**Task:** Below are entries; copy exactly the lines from the one with "table in the photo above." through the one with "cloud in the photo above.", both included, and leave out the rest.
*** Opening of Data section ***
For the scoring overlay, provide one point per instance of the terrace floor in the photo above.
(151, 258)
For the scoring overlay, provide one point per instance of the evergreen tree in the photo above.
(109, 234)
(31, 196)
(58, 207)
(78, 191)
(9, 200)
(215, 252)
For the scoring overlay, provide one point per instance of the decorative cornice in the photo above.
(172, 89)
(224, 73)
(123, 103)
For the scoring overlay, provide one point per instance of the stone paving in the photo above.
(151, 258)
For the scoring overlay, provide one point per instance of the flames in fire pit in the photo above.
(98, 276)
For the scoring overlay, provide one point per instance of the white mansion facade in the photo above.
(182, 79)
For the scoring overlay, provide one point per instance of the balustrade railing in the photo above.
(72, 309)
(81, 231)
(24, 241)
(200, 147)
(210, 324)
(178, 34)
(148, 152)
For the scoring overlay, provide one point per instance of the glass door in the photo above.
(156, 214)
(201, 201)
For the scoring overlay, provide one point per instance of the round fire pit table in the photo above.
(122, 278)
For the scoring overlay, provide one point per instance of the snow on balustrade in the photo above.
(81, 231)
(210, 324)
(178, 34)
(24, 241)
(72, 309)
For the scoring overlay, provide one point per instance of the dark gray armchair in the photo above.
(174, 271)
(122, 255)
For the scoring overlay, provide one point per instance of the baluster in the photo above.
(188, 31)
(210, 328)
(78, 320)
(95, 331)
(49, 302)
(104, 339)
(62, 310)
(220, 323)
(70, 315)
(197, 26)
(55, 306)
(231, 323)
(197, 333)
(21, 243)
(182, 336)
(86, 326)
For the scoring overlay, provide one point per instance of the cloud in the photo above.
*** Close of Data section ***
*** Opening of Data section ***
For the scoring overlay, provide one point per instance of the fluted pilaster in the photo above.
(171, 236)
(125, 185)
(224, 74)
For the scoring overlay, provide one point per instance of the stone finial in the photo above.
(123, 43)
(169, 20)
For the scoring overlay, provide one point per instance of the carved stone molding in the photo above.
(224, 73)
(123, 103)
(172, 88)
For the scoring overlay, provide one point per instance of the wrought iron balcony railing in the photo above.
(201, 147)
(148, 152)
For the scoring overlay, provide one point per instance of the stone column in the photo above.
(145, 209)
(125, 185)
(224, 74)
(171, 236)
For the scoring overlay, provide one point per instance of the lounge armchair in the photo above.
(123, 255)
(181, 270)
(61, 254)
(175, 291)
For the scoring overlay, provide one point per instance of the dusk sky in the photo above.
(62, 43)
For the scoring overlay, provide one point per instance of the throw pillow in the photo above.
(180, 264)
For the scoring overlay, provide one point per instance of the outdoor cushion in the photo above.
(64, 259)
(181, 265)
*** Close of Data section ***
**Written answer:**
For the scoring overlay, provide one point per instance of the round fire pit table in the photo above.
(122, 278)
For the scoring overlay, provide one point per instance of the snow on balustrade in the photo above.
(81, 231)
(210, 324)
(178, 34)
(24, 241)
(72, 309)
For the scoring overlay, provide one point per instance of the dark gray armchair in the photo above.
(174, 271)
(122, 255)
For the scoring overlay, provide one point per instance of the baluster in the photo above.
(188, 31)
(210, 328)
(78, 320)
(95, 331)
(49, 302)
(104, 339)
(62, 310)
(220, 323)
(70, 315)
(197, 26)
(55, 306)
(231, 323)
(197, 333)
(21, 243)
(182, 336)
(86, 326)
For the scoring overlay, provide one point per instance of the cloud in the photo above.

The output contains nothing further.